** Start of Records to process **

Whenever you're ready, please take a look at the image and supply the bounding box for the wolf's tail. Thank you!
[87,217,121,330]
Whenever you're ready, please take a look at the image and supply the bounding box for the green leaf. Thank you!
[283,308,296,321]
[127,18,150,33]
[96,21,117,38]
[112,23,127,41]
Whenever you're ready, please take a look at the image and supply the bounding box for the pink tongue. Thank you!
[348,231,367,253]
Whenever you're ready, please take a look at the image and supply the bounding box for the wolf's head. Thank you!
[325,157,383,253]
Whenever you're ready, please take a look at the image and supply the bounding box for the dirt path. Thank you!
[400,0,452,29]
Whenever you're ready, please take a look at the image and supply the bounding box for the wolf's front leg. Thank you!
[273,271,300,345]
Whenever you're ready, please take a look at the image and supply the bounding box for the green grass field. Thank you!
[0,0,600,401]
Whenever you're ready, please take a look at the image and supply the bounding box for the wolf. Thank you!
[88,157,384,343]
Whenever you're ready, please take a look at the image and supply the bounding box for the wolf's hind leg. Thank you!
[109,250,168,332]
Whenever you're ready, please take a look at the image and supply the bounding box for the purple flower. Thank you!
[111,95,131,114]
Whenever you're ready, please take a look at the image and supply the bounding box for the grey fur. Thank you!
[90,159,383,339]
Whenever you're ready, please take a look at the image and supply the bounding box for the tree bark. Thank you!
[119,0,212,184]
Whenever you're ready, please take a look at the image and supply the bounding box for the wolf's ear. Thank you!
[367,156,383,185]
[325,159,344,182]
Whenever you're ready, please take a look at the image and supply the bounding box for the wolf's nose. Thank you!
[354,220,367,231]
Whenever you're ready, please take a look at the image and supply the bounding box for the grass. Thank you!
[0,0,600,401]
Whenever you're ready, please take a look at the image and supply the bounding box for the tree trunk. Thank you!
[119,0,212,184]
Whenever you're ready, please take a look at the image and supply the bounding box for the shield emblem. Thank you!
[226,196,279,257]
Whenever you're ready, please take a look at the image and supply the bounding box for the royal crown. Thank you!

** End of Records to process **

Pull out every line in the rows above that contains the word "grass", copying each line in full. Only count a match when its capitalization is the same.

Whenever you're ready, please take a look at the image and supply the bounding box for the green grass field. Thank you!
Whenever you're ready, please take a look at the image and supply the bounding box for the grass. Thank you!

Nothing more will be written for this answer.